[La tarea] Prolonga el texto sobre el pintor Gabriel Ramírez a partir de su última oración.

::: Texto base :::

Irving Berlín Villafaña*
Fuente: Diario de Yucatán
Falleció Gabriel Ramírez el 20 de octubre. Se fue el hombre. Ahora vivirá el mito. La carne y el hueso con todos sus ungüentos son materia del polvo y del olvido. Si la vida puede ser la mejor obra de arte, entonces lo que vivió y lo que hizo son la plataforma para su leyenda que comienza consigo mismo, sigue con el primer círculo de sus amigos, familia, ajenos cercanos y se amplía como gota tocando violenta y dulce el agua no siempre calma de México.
Dice el Dr. Luis Ramírez Carrillo que hay cuatro elementos que están presentes en su expresión plástica: “la fuerza recurrente de la infancia en su pintura; la persistente presencia de la casa familiar con la pátina y humedad de sus paredes y el color y las sombras de la luz entre las hojas de la arboleda del patio; la fuerza de la naturaleza de Mérida y del trópico; y junto a estos tres, la presencia femenina. Es verdad, Mérida y Yucatán están presentes en cada cuadro que pintó y viajaron por el mundo en cientos de exposiciones que hicieron de su nombre, uno de los más significativos de la generación de la ruptura. Gabriel Ramírez, hijo de Mérida y de Yucatán, es también el aporte de nuestro pueblo y nuestra sensibilidad a la historia del arte mexicano.

::: Entradas proporcionadas :::

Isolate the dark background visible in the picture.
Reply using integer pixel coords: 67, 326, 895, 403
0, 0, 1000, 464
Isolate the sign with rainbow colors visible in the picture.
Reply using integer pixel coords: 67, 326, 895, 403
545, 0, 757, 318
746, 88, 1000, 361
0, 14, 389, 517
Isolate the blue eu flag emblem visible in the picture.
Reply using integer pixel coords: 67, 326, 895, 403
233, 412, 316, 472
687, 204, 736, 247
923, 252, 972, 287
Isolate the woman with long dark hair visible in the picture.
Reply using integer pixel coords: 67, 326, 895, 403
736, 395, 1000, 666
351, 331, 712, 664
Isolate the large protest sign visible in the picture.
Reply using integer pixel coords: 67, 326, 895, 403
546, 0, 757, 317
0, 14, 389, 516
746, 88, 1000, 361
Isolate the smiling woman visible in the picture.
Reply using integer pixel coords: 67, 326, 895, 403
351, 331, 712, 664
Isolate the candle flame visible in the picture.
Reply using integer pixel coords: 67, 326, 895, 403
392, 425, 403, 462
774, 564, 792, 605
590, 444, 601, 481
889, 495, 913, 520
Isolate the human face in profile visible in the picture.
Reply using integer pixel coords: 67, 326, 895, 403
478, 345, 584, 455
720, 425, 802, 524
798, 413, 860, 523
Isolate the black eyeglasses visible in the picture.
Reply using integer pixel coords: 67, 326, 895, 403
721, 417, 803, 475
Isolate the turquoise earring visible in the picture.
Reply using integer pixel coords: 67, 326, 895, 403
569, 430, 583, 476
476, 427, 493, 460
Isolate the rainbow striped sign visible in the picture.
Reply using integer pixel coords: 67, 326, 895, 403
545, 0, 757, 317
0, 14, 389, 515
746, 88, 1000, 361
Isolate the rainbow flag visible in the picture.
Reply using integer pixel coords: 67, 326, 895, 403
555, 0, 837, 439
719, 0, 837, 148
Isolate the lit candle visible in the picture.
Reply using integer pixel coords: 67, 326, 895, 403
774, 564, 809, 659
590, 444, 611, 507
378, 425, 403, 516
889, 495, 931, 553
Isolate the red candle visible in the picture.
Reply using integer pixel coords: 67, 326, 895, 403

:::

[Respuesta del ejercicio]
Gabriel, se sabe, no buscaba nada. No ambicionaba el poder, la gloria, el dinero, el reconocimiento, y acaso su felicidad estaba en el gozo libre y espontáneo de pintar. Pintaba simplemente para sobrevivir. Al momento de fallecer dejó una obra integrada por cerca de 400 piezas que tienen enorme precio y valor, porque representan la creación no solo de un individuo sino de un pueblo. Además de los millones de pesos que su venta significaría si terminan en los muros privados de alguna casa rica que tal vez no entienda nada de la abstracción ni del estilo personal del autor, la obra de Gabriel Ramírez es de todos nosotros, como la de García Ponce o la de Castro Pacheco.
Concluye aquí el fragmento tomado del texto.